## Problem requirements
Rescale the data between the lines holding "task | place a point on the butterfly hindwing, one" and "x=387, y=294", inclusive, and give only those lines again, requests included. Multiply each x and y coordinate of the answer points by 0.85 and round to whole numbers with halves going up; keep the requests and their sample coordinates unchanged, and leave out the pictures.

## Dataset extract
^^^^^^^^^^^^^^^^

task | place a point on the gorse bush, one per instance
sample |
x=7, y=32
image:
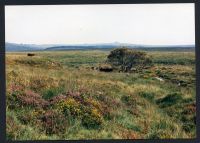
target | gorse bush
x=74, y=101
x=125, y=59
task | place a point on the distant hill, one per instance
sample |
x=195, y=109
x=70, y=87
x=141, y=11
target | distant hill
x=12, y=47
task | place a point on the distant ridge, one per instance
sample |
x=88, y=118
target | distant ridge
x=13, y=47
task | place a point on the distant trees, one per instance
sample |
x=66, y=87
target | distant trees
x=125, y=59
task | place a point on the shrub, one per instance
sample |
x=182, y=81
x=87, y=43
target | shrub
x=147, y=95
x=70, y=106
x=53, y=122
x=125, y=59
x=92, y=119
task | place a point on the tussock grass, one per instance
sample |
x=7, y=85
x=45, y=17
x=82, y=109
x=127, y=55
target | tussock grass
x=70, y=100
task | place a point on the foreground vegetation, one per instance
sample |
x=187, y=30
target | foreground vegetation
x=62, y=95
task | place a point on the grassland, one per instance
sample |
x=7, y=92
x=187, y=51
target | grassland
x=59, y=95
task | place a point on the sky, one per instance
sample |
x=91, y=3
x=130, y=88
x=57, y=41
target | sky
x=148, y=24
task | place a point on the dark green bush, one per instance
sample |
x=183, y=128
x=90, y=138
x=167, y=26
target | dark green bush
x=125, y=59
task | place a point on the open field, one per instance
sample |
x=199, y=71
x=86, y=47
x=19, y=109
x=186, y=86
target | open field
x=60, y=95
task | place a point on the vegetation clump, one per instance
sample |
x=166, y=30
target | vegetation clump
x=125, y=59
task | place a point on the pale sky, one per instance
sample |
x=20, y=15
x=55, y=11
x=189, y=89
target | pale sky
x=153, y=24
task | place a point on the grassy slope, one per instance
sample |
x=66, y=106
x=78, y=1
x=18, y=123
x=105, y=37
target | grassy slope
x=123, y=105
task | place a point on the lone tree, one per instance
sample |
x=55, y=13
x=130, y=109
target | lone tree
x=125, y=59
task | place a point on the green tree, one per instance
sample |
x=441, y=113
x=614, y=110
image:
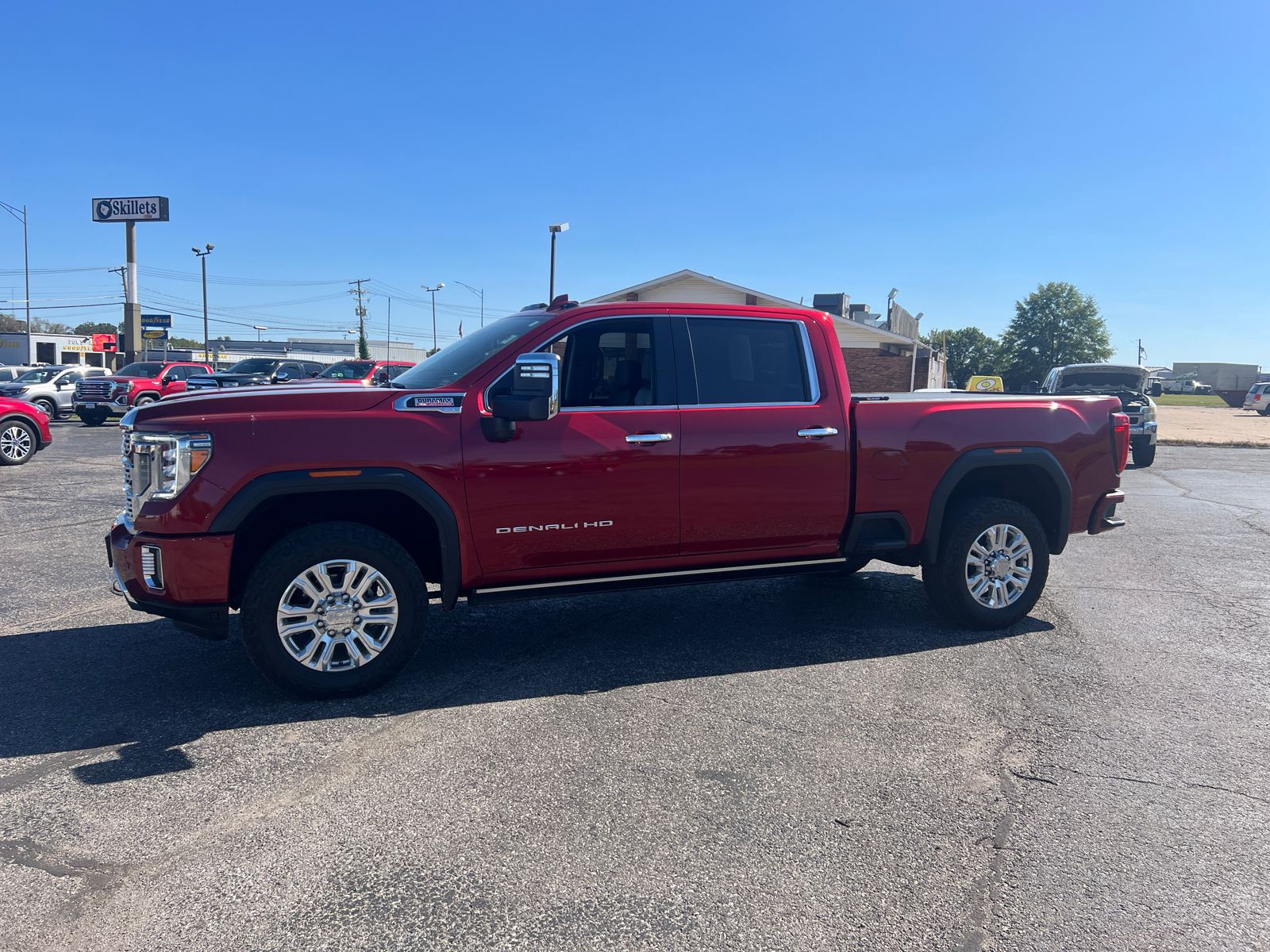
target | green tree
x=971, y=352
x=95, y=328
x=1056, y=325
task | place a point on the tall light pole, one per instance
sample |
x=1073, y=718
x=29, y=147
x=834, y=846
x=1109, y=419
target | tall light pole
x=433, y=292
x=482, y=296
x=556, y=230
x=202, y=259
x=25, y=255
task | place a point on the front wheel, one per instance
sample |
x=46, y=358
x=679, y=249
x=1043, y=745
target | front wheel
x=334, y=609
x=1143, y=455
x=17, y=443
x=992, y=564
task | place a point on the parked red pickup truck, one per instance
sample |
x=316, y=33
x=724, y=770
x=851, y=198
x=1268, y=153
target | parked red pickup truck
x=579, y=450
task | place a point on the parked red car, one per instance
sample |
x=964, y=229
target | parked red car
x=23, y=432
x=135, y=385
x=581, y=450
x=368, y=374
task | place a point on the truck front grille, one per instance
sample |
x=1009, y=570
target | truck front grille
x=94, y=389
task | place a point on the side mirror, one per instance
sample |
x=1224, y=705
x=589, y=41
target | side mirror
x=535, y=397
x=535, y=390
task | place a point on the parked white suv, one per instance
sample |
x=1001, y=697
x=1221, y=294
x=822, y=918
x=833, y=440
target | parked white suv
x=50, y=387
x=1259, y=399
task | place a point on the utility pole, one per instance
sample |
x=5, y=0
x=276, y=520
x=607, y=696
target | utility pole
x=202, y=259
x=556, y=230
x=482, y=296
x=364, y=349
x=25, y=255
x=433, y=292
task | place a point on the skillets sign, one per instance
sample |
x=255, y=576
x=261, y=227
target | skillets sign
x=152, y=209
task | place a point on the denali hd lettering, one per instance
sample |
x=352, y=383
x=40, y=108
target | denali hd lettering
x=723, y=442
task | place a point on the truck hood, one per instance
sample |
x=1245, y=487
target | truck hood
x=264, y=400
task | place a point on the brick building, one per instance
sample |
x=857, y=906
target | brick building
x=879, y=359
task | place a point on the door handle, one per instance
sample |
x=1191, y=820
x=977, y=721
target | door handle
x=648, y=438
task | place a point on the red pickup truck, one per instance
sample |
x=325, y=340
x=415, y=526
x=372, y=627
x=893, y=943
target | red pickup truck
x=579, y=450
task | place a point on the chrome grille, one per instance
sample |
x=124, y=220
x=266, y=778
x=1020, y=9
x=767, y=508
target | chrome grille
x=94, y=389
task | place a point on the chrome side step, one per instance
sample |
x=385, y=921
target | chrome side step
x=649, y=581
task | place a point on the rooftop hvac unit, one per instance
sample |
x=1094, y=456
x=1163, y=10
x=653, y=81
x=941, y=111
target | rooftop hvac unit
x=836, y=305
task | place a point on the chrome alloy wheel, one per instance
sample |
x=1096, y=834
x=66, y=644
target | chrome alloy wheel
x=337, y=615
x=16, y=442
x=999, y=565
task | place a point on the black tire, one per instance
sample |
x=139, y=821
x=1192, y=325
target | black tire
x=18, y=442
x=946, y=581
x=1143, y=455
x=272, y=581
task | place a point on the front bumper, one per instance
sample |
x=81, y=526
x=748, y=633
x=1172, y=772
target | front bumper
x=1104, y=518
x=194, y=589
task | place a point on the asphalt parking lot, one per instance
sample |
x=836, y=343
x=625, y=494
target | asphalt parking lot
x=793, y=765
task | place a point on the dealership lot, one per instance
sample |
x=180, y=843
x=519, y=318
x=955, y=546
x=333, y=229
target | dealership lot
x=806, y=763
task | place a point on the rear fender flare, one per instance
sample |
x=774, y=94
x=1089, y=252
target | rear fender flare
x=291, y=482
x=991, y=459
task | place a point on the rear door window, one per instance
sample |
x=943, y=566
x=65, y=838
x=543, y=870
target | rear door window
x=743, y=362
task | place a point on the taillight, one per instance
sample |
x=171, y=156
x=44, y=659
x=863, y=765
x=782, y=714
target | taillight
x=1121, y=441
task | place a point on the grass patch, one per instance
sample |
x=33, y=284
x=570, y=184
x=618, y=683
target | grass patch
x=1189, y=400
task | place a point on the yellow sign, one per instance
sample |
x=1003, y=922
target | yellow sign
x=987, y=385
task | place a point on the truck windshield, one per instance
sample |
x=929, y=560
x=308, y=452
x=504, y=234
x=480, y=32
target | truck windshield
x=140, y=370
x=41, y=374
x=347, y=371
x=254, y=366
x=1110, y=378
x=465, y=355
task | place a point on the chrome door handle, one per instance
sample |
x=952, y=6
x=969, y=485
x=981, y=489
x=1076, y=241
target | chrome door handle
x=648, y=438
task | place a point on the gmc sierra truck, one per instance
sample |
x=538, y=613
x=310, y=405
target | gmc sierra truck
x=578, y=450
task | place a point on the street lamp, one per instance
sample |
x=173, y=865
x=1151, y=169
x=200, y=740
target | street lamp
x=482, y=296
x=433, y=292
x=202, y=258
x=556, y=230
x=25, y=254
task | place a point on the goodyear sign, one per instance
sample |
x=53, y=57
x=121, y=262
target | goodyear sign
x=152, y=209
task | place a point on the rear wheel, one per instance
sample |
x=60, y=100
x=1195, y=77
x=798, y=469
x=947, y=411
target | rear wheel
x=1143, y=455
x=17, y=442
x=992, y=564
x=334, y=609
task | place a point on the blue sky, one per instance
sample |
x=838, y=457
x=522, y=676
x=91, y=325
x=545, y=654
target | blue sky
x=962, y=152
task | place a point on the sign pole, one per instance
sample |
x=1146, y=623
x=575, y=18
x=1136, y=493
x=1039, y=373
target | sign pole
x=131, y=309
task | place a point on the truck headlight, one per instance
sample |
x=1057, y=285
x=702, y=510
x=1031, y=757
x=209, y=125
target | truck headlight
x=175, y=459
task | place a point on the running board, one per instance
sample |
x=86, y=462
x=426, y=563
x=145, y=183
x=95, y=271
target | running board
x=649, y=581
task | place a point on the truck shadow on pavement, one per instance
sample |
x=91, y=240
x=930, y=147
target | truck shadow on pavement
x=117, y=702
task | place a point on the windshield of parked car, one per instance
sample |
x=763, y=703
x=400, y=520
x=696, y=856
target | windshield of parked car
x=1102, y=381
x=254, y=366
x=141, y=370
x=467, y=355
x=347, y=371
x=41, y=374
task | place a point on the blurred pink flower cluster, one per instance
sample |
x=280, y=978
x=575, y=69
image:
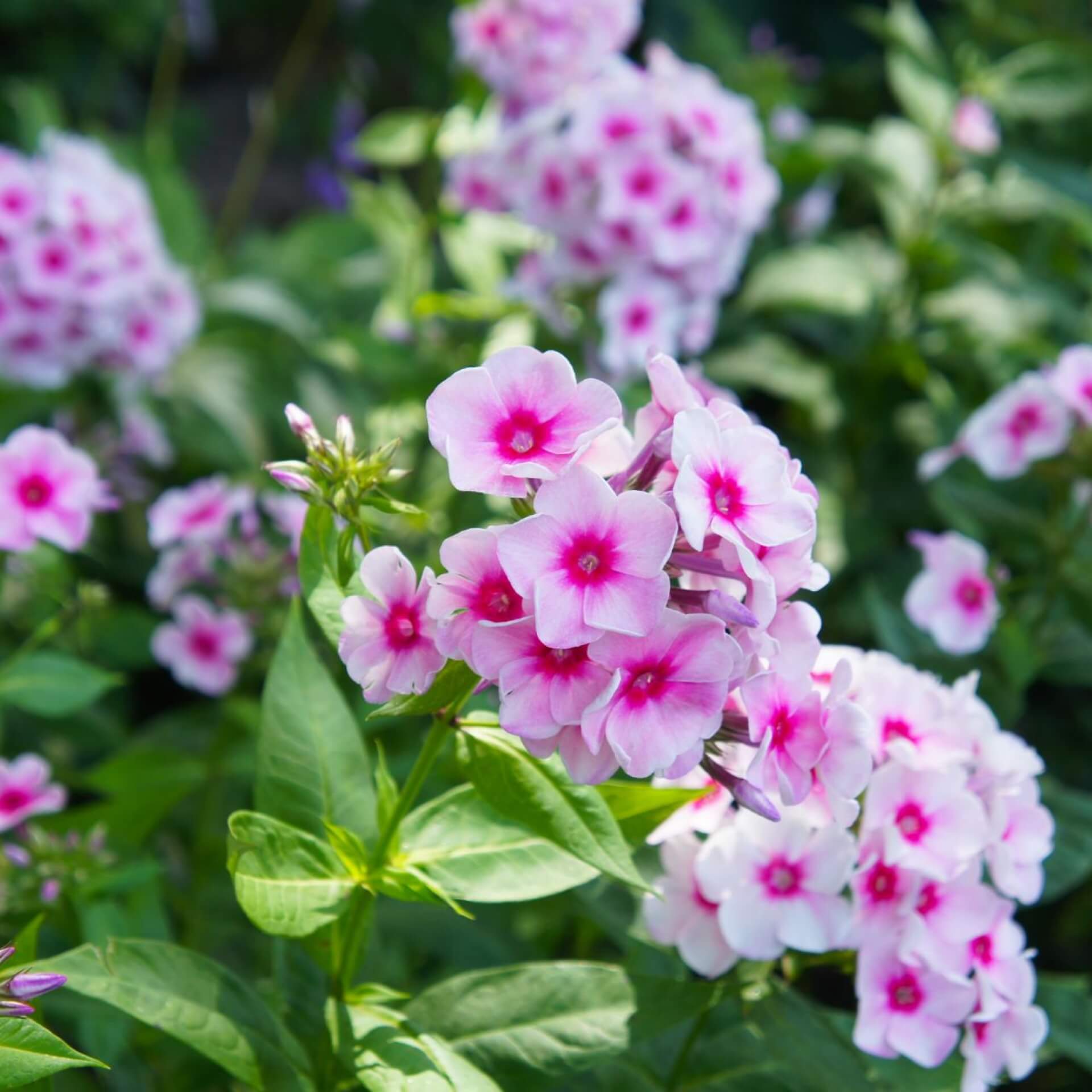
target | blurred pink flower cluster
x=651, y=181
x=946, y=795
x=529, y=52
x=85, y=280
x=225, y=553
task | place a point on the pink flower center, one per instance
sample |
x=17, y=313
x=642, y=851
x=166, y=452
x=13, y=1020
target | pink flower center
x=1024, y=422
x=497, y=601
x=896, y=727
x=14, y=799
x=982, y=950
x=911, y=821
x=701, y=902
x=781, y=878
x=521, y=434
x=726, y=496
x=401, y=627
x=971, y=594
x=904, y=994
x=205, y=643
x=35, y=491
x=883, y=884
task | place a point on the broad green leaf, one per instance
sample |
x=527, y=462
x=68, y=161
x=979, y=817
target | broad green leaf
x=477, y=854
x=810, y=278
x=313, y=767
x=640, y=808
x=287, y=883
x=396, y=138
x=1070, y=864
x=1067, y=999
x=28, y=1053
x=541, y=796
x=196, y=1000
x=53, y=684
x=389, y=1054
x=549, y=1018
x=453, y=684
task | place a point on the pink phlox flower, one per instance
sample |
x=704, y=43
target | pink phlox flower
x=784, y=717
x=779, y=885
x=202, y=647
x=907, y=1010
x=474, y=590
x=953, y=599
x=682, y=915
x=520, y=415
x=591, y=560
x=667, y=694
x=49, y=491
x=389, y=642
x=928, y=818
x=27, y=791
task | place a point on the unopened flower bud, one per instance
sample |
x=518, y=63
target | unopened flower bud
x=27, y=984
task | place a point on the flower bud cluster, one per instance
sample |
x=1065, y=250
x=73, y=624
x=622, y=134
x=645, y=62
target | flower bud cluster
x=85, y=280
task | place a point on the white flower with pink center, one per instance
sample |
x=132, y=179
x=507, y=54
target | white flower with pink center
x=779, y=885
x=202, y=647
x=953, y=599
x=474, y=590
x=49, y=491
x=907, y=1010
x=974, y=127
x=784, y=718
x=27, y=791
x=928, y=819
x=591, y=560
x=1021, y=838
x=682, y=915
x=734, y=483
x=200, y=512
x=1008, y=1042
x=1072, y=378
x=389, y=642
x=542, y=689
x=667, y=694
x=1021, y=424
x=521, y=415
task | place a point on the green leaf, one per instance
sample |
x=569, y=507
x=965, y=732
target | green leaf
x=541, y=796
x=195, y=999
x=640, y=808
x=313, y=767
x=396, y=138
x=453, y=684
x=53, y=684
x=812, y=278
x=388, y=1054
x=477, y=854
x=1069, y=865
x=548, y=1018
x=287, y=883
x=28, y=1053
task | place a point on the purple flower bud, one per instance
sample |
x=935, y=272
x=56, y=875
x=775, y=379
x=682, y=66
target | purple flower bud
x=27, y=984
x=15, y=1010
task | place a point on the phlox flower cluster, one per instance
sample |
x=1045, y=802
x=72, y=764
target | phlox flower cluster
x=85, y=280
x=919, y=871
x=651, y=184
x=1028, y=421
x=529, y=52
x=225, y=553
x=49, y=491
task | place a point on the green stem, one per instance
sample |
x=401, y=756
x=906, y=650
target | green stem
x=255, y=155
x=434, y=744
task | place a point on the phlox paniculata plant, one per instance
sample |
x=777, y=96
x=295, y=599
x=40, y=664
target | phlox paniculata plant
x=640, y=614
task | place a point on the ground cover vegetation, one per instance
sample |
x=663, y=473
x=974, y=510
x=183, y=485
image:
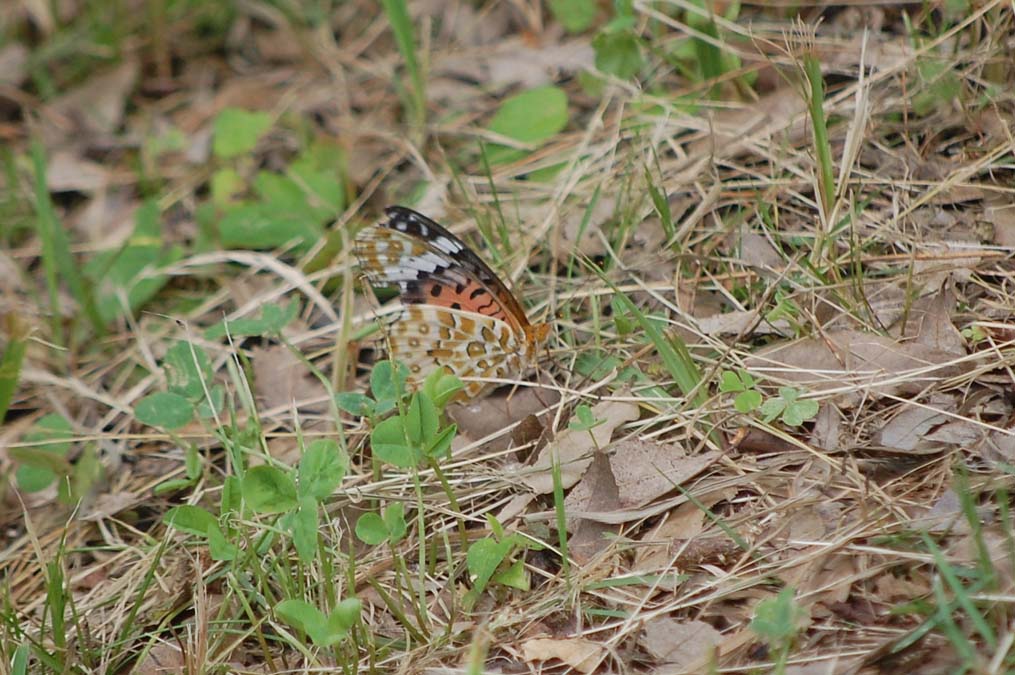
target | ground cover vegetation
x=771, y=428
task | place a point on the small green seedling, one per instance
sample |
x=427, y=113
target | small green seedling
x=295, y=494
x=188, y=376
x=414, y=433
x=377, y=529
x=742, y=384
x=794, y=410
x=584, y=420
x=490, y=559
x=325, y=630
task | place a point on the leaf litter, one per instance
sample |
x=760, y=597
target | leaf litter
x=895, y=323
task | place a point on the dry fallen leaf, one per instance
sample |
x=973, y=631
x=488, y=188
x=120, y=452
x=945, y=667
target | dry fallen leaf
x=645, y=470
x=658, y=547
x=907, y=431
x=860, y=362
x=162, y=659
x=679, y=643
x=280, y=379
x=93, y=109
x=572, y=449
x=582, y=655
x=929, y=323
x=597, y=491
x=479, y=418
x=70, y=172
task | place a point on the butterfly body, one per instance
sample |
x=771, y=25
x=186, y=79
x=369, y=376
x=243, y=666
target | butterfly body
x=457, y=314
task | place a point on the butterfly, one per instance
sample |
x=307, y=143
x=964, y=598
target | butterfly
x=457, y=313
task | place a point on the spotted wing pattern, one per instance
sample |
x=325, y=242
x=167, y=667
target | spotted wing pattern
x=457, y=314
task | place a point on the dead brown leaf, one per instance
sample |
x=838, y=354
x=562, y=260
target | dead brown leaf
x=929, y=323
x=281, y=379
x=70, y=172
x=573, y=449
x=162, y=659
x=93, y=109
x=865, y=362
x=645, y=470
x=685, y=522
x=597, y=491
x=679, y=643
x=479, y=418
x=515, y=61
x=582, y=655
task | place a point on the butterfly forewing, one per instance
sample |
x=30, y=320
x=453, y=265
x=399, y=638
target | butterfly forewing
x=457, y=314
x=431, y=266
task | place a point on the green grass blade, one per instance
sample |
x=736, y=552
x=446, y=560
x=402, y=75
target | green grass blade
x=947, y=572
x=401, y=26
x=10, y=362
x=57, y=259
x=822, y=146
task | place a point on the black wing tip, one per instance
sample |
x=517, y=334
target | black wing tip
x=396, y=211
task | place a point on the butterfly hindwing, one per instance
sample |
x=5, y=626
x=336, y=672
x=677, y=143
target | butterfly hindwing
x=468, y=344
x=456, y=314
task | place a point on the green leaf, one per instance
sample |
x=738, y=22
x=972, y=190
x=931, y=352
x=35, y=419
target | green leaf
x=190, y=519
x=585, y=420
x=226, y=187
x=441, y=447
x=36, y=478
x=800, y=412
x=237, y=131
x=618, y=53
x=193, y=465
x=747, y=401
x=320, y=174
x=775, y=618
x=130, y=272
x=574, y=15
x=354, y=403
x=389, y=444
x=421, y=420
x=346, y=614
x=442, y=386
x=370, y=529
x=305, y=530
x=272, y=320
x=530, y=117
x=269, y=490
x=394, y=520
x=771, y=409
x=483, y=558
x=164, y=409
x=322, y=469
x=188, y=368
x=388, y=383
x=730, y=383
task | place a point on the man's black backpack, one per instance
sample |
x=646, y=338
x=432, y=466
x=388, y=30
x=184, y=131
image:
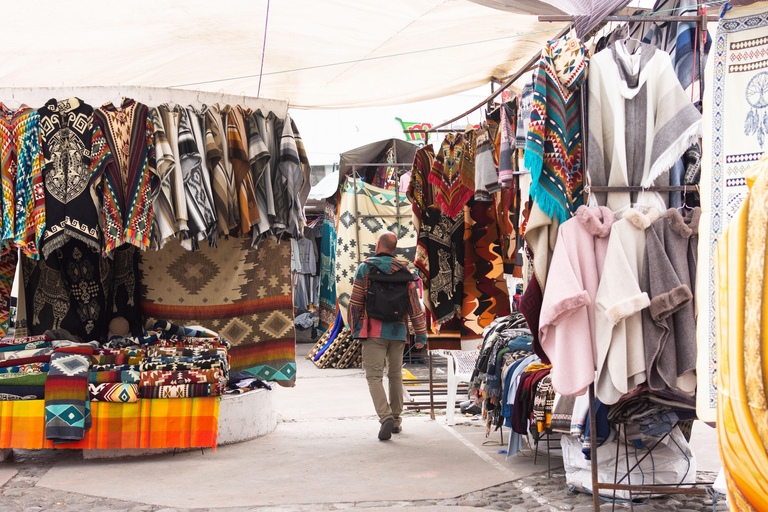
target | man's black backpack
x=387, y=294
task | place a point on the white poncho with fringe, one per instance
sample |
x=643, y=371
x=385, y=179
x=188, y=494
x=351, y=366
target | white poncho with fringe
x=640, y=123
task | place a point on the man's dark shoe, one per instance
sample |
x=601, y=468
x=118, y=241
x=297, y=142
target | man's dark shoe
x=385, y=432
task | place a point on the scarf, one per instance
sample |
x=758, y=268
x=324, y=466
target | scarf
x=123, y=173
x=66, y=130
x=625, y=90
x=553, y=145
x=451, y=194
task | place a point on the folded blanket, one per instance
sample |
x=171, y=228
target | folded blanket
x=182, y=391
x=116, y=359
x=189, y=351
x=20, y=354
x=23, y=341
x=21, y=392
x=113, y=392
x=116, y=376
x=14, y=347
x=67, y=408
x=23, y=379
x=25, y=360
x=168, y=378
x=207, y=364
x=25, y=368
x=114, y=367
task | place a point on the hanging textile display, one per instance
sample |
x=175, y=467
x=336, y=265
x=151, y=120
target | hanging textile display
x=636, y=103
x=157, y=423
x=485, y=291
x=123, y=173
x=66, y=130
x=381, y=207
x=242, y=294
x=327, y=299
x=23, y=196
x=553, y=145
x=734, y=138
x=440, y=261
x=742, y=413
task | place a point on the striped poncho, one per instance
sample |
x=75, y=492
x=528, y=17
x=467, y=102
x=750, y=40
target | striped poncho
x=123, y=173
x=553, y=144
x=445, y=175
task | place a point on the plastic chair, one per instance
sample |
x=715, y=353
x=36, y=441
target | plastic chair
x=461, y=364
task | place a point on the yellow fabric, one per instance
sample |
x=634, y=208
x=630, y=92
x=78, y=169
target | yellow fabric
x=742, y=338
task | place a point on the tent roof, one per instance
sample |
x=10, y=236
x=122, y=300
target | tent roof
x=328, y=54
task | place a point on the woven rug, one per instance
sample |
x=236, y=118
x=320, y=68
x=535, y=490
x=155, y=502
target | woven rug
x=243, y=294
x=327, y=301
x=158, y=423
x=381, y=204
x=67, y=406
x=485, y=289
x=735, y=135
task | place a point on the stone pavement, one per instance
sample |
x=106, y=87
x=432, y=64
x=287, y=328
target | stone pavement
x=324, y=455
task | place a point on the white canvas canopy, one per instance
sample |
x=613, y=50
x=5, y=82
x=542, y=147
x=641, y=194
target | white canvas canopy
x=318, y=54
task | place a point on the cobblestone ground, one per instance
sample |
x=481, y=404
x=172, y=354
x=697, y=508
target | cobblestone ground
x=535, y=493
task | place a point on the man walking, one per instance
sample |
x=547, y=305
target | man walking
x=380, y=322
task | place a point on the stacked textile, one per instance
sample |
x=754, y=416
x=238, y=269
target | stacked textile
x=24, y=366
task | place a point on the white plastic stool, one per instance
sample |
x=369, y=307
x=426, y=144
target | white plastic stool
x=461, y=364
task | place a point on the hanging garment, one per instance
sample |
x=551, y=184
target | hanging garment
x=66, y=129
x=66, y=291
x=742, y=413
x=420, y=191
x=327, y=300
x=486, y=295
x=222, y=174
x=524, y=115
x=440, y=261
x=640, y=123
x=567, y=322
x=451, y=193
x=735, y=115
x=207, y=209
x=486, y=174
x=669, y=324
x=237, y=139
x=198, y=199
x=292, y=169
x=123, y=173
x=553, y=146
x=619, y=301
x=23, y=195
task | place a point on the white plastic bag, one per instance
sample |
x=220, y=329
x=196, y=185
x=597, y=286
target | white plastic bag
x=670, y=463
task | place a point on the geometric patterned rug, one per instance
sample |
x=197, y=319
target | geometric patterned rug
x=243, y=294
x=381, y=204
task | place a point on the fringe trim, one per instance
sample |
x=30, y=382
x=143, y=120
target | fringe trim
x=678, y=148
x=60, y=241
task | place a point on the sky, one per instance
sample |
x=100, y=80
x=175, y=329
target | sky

^^^^^^^^^^^^^^^^

## Complete answer
task | place a point on the butterfly hindwing, one per instance
sample |
x=5, y=626
x=336, y=672
x=677, y=143
target | butterfly hindwing
x=398, y=292
x=388, y=267
task | place a point on the green leaf, one per instance
sample |
x=738, y=22
x=972, y=190
x=931, y=352
x=35, y=419
target | green leaf
x=162, y=441
x=497, y=357
x=192, y=159
x=375, y=380
x=31, y=406
x=680, y=350
x=201, y=111
x=525, y=45
x=164, y=395
x=635, y=341
x=272, y=148
x=659, y=525
x=111, y=231
x=488, y=13
x=301, y=343
x=331, y=377
x=358, y=357
x=294, y=522
x=376, y=328
x=315, y=450
x=259, y=451
x=231, y=272
x=451, y=99
x=229, y=417
x=335, y=442
x=655, y=348
x=411, y=474
x=139, y=348
x=274, y=399
x=160, y=313
x=330, y=326
x=621, y=326
task | place a point on the man's black backpack, one per instance
sample |
x=646, y=338
x=432, y=466
x=388, y=30
x=184, y=131
image:
target | man's black backpack
x=329, y=250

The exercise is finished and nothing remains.